*** Begin section ***

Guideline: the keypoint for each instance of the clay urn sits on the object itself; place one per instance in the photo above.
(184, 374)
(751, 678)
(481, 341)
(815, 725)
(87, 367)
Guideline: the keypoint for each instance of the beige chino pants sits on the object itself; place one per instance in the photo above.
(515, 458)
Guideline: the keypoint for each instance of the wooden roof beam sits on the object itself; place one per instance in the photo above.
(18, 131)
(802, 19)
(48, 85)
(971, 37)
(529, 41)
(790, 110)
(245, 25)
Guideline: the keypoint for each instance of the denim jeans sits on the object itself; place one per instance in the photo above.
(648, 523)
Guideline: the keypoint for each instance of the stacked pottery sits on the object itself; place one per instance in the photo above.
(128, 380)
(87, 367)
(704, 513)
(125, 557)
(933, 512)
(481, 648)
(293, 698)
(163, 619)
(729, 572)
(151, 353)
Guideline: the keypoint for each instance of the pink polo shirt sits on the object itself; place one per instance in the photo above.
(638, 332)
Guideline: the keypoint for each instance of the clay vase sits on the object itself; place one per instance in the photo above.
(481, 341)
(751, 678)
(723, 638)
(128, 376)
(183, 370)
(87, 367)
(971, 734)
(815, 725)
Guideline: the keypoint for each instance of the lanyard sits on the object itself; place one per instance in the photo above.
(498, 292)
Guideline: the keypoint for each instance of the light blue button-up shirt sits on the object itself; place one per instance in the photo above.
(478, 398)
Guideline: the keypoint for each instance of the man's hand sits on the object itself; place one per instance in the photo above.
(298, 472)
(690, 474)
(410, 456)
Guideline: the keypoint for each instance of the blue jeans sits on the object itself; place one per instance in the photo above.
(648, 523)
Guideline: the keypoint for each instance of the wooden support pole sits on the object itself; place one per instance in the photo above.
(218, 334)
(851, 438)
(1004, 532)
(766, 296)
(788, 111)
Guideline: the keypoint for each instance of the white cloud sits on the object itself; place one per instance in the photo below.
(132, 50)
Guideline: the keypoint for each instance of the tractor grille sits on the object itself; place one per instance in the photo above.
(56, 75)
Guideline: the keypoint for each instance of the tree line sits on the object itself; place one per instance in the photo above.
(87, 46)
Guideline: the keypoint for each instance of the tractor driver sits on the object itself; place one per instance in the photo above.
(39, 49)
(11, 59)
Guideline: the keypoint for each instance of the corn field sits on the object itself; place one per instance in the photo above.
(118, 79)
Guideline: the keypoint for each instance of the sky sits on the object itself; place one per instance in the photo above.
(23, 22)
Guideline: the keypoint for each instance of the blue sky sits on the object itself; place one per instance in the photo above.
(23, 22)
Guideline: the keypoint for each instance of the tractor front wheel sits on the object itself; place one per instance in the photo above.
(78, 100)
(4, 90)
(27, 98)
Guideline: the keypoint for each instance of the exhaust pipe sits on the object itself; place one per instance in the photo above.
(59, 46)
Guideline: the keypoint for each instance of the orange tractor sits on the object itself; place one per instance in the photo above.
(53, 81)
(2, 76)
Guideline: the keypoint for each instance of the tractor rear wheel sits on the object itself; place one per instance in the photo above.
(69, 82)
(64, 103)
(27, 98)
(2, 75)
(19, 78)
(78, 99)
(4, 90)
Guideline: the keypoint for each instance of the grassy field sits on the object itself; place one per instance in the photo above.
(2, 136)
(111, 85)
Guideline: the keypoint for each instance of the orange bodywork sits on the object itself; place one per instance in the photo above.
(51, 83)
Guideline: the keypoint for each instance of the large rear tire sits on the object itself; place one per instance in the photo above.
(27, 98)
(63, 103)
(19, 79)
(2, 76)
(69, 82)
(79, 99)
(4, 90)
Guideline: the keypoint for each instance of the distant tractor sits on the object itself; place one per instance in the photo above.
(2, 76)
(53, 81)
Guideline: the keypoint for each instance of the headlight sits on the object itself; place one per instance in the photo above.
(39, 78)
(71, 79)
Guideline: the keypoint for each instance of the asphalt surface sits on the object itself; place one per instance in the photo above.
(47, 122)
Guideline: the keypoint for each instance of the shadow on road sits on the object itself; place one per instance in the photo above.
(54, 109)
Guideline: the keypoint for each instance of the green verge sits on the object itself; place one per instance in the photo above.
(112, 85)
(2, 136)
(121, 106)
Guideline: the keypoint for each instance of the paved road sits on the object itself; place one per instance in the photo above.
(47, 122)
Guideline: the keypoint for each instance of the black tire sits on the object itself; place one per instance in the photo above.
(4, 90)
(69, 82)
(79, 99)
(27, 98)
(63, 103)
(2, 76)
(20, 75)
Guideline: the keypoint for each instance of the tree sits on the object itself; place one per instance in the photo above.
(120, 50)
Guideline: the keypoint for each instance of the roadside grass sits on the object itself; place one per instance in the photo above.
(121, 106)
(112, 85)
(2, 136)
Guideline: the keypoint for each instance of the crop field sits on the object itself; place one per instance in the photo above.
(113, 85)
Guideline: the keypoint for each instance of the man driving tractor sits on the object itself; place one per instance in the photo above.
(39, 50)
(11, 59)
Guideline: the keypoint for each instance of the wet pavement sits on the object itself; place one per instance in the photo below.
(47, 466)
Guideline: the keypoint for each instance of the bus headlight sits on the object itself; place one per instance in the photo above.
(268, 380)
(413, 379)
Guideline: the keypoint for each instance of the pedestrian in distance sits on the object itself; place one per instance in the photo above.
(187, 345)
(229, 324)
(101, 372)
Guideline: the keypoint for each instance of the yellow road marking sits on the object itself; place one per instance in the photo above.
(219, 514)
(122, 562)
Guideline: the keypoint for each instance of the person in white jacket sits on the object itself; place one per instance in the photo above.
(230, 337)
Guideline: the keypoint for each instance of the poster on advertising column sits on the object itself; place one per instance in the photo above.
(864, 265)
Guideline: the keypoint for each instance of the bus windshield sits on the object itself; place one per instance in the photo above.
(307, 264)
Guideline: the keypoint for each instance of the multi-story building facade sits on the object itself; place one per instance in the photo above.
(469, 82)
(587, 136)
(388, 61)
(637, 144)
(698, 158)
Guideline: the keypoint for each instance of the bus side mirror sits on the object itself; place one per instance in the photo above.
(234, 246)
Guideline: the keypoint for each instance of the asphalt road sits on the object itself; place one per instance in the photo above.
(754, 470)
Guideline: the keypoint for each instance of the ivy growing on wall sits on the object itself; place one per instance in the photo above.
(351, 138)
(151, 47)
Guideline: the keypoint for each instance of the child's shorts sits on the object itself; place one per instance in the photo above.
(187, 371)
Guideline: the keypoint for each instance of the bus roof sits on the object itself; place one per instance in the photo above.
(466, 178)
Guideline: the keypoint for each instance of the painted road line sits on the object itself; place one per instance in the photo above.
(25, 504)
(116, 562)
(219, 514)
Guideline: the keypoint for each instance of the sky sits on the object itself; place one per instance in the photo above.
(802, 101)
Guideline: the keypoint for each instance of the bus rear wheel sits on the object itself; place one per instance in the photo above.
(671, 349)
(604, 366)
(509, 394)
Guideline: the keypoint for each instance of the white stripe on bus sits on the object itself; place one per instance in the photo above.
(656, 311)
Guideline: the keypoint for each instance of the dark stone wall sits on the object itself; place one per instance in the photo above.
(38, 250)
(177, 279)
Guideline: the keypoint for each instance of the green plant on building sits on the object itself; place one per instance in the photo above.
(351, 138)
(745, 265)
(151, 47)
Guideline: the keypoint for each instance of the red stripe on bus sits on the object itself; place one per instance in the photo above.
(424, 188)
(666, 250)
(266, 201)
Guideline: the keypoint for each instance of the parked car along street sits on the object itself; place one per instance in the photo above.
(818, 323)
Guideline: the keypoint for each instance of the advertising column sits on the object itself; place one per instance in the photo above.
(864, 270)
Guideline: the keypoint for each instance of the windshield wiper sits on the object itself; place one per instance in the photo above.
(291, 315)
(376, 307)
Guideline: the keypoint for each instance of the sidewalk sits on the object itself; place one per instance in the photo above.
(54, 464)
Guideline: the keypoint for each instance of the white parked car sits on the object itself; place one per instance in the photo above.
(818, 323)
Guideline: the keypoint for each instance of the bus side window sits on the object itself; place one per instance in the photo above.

*** End section ***

→ **Directions**:
From the line with "Guideline: the keypoint for each instance of the windshield" to the final line of the listing, write out each line unchanged. Add nothing.

→ **Answer space**:
Guideline: the keypoint for each instance of the windshield wiper sits on the object itself; place one per instance in the photo above.
(291, 315)
(376, 307)
Guideline: the keypoint for each instance of the sidewalk sits on the object itself; place one per instance in the photo above.
(54, 464)
Guideline: the keypoint for each instance of the white parked car sits on the object itself; place one per instance in the photo above.
(818, 323)
Guideline: the keypoint for each instance of the bus side window sits on the object itself; place one per instance in the photo above.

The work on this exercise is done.